Exercise goal » According to the text about speleologists, what do Speleologists turn caves into?

Reading text »
***
Research mines to discover minerals and the best ways to get them out.
A Scientist, a Speleologist is the professional equivalent of a Caver or Spelunker, which are two names given to people who explore caves for fun. Unlike those who visit caves recreationally, however — for thrills, adventure, or curiosity — a Speleologist’s relationship with caves is strictly business, involving serious scientific study.
Caves are Mother Nature’s secret hiding place. Just as people have a hiding place where they stash their secret stuff — be it jewelry, cash, or love letters — nature has a hiding place where a lot of scientific secrets can be discovered. For people, it might be a wall safe behind a piece of art, a shoebox in the closet, or the back of a drawer in the bureau, beneath socks and underwear. For Mother Nature, however, it’s caves — and when you’re a Speleologist, it’s your job to explore them.
Because speleology is a cross-disciplinary field that combines several scientific areas of study, your background might be that of a Chemist, Biologist, Geologist, Hydrologist, or Cartographer. As long as your work is in and about caves, however, you qualify as a Speleologist.
Depending on your area of expertise, you might study the geological formation of caves, or the mineral deposits within caves, including stalactites and stalagmites. You might also study the creation of accurate and detailed cave maps, or the animals, insects, and microorganisms that live inside caves. Regardless, you spend your days traveling to and within cave systems, then taking detailed notes, photographs, and samples in order to learn new things about cave environments. Ultimately, you write scientific reports that allow you to share your findings with others.
Because you turn caves into laboratories — a la the Batcave — in a way, you’re like a real-life Batman. All you’re missing is a Batmobile!
***
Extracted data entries
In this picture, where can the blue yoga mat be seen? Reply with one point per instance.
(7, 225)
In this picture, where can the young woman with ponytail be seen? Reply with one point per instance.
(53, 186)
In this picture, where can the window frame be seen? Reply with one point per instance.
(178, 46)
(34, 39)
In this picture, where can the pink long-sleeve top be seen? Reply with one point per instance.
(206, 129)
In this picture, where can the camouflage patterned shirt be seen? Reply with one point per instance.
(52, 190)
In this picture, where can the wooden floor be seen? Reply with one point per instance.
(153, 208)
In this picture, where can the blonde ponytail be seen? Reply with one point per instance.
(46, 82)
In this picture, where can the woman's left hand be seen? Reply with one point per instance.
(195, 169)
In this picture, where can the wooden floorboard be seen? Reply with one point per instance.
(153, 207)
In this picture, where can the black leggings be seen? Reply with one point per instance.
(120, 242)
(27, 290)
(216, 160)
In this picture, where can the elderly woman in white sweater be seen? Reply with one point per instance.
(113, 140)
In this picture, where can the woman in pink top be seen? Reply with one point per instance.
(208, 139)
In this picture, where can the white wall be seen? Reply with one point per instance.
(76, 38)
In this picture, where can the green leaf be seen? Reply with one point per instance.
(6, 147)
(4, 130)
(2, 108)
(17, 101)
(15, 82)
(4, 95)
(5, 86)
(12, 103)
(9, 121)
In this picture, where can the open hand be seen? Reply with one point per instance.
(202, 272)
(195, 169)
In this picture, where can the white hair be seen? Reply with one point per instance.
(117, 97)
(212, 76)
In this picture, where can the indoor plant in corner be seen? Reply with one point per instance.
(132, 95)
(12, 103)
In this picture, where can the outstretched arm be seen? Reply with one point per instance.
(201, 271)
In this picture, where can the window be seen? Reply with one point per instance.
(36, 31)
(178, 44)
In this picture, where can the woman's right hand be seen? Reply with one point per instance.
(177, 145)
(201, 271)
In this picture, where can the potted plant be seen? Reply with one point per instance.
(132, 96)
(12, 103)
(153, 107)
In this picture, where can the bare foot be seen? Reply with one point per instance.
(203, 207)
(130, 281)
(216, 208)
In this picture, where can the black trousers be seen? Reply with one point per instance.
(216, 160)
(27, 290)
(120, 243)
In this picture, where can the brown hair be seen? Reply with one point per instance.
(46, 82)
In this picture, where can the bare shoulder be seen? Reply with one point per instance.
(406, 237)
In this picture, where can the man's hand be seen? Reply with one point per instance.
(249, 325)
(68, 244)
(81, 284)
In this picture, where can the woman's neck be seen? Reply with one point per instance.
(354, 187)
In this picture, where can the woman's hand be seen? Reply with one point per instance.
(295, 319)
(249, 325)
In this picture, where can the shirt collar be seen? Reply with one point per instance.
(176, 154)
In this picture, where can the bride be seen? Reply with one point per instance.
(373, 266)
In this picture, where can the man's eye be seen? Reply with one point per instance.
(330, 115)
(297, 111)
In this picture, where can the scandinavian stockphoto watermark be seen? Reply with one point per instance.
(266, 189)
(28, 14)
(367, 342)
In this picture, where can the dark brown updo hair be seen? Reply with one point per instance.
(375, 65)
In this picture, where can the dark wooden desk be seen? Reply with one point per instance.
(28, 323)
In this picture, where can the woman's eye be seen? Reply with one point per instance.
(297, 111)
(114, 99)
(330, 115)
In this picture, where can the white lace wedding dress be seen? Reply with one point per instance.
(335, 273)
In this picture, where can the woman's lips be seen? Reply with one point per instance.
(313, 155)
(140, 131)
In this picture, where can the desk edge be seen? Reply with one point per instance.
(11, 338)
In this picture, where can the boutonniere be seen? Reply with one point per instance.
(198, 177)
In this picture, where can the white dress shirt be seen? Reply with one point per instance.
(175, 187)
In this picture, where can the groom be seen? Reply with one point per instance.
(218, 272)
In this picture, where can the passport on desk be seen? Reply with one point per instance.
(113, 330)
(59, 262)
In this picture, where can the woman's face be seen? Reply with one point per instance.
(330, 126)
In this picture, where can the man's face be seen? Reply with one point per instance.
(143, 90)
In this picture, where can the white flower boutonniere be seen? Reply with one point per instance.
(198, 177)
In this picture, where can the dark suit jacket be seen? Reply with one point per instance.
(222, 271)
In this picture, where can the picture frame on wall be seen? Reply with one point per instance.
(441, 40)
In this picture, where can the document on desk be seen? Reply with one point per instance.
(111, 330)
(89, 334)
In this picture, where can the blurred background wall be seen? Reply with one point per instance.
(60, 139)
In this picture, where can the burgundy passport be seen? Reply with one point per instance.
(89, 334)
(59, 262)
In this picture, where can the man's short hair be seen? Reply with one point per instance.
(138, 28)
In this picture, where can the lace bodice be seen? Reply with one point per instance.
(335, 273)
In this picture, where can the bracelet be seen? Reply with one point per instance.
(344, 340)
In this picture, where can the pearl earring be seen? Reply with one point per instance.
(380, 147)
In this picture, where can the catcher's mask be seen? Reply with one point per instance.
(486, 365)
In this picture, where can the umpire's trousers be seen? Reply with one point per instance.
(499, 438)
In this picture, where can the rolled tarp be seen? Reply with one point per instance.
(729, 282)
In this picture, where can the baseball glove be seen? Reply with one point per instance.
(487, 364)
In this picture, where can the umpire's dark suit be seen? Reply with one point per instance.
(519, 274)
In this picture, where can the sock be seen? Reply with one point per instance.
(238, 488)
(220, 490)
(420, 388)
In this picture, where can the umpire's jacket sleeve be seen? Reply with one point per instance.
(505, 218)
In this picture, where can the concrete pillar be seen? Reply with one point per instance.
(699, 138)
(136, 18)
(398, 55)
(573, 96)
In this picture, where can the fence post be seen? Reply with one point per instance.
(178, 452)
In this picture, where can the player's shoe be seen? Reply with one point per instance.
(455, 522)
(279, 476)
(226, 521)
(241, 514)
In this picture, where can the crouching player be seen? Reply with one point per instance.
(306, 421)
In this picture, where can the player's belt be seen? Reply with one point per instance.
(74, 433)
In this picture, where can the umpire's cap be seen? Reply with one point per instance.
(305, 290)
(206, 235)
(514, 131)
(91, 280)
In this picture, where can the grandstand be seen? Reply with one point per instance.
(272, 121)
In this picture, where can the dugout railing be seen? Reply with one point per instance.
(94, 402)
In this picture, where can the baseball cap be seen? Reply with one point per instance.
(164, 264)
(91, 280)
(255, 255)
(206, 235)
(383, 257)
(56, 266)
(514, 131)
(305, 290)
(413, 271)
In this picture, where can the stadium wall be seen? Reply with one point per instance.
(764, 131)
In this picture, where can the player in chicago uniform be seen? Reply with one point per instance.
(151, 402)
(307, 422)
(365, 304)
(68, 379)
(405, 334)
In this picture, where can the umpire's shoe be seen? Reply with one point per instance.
***
Exercise answer » They turn caves into laboratories.